>>

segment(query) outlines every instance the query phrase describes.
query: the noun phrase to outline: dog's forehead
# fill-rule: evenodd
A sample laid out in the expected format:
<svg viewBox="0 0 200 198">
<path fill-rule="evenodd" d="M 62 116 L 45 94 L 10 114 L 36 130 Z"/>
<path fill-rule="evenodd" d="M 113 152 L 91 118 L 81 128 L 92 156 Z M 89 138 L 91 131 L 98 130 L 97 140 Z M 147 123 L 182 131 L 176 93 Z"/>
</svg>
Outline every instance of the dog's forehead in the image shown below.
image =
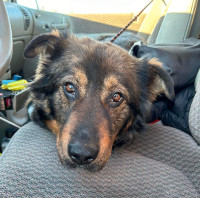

<<

_WORK TO BE COMPLETED_
Reproduce every line of the records above word for word, leaving out the pictures.

_CORRECT RESPONSE_
segment(query) outlines every instance the query phrase describes.
query: the noun phrase to outline: dog's forehead
# fill-rule: evenodd
A sample laid out in the expected format:
<svg viewBox="0 0 200 198">
<path fill-rule="evenodd" d="M 62 116 L 45 94 L 10 114 L 36 130 Z"/>
<path fill-rule="evenodd" d="M 113 152 L 91 118 L 81 128 L 92 156 Z M 89 138 L 91 131 L 98 130 L 97 140 Z M 147 123 L 182 131 L 176 93 Z"/>
</svg>
Outline every instance of the dog's forehead in the image shown below.
image =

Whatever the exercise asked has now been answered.